**Texto fornecido**:
+---+
Traíra é peixe de escama. Comum em açudes, lagos e rios. É um bicho
territorialista. Tal Batman, devota a escuridão. É considerado inadequado para
piscicultura. Traíra ou trairagem nomeia modus operandi na cena política
nacional.
Neste horizonte – abundante fauna -, entre outros, Eduardo Cunha, Arthur
Lira e Michel Temer encarnam a excelência da espécie. Contudo, Trairão é uma
pequena cidade na BR 163, no oeste do Pará. Longe de palácios, catedrais e carnavais.
Mas, no caminho do Mato Grosso.
O município é um desdobramento da colonização espontânea nos anos de 1970.
Apogeu da ditadura civil-militar. A cruzada fez a fortuna de poucos. Atividades
no setor madeireiro, da agricultura, da pecuária e em garimpos conformam a
história da cidade. O nome resulta de uma pesca no rio Itapacurá, quando um
morador pescou um traíra de 40 quilos. Praticamente, um senador em terceiro
mandato. Assim explica o site oficial da
prefeitura.
A cidade é entrecortada por inúmeras unidades de conservação. Como
boa parte do estado, a fronteira encarna um quadrante de conflitos. Comenta-se
que impera por estas lonjuras a tendência obscurantista e negacionista. Ainda
hoje há gente que não toma vacina acreditando que vai virar jacaré. E, por
falar no animal, ele nomeia um hotel e um balneário.
Quando da ação conjunta de ruralista em prol da destruição da
Amazônia, que ficou conhecida como Dia do Fogo, em agosto de 2019, Trairão
integrou o consórcio de devotos pela piromania, que teve como epicentro a
cidade de Novo Progreso, ainda no estado do Pará, na fronteira com o Mato
Grosso.
Ombrearam o transloucado gesto ruralistas das cidades de Itaituba,
Altamira, Jacareacanga e São Félix do Xingu, este reconhecida pelo retumbante
rebanho bovino. Há mais boi na cidade que gente. Nestas paragens, onde o
quadrúpede abunda, ponteia desmatamento, violência e grilagem. A bandidagem é a
ordem. Marcada a ferro e fogo.
+---+
**Trechos da listagem**:
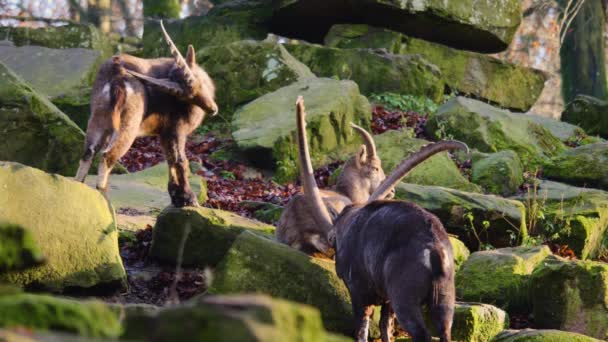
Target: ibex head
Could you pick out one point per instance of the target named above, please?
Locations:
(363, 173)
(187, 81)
+---+
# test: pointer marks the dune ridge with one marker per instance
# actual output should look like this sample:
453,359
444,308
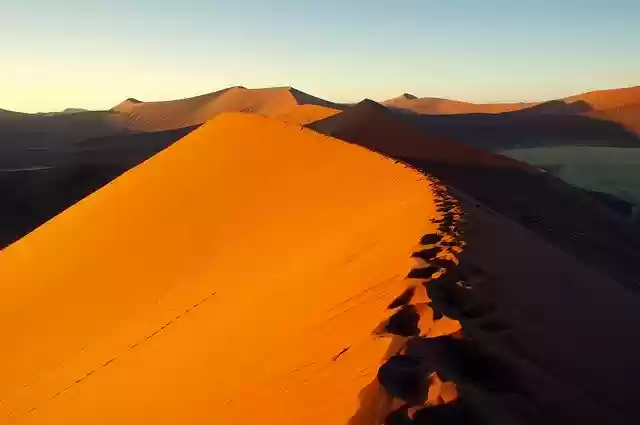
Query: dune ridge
+---+
**Lista de tarefas**:
a. Edite o trecho do texto sobre Trairão que começa com as palavras que contêm "O município é" e termina com "e um balneário.", trocando "madeireiro" por "florestal".
b. Retome o texto sobre Trairão e siga escrevendo a partir do ponto em que ele para.

**Respostas por tarefa**:
a.
O município é um desdobramento da colonização espontânea nos anos de 1970.
Apogeu da ditadura civil-militar. A cruzada fez a fortuna de poucos. Atividades
no setor florestal, da agricultura, da pecuária e em garimpos conformam a
história da cidade. O nome resulta de uma pesca no rio Itapacurá, quando um
morador pescou um traíra de 40 quilos. Praticamente, um senador em terceiro
mandato. Assim explica o site oficial da
prefeitura.
A cidade é entrecortada por inúmeras unidades de conservação. Como
boa parte do estado, a fronteira encarna um quadrante de conflitos. Comenta-se
que impera por estas lonjuras a tendência obscurantista e negacionista. Ainda
hoje há gente que não toma vacina acreditando que vai virar jacaré. E, por
falar no animal, ele nomeia um hotel e um balneário.

b.
O governo federal daquele contexto chancelava tais despautérios
(Bozooesfera). O próprio ministro do meio ambiente declarou desconhecer Chico
Mendes e que era chegada a hora de passar a boiada de baciada. Ele advogava a
desregulamentação do setor ambiental em massa. Uma franco e generoso favorecimento
ao capital. Pilares neoliberais ao estilo Haeyk, Tatcher e Reagan. Uma guerra
contra o estado de bem estar social, a democracia e à sociedade.
Trairão é minado chão. Trata-se de um delicado espaço, agora mesmo
acabaram de assassinar um dirigente camponês em Anapu. Um dia após a passagem
do Massacre de Eldorado. Foi justo em Anapu que grileiros executaram a agente
da Comissão Pastoral da Terra (CPT), a missionária Dorothy Stang em 2005. Um senhora
de mais de 70 anos, que media metro e meio.
Nestas distâncias tudo é puxado. A intercorrência do serviço de
internet impediu a atualização do transcurso entre Santarém/Trairão a todo
instante. No entanto, conseguimos alcançar o ermo lugar. O corre durou umas 7h.
Rango em Rurópolis. Comida na BR é sempre um desafio. É onde os fracos não têm
vez.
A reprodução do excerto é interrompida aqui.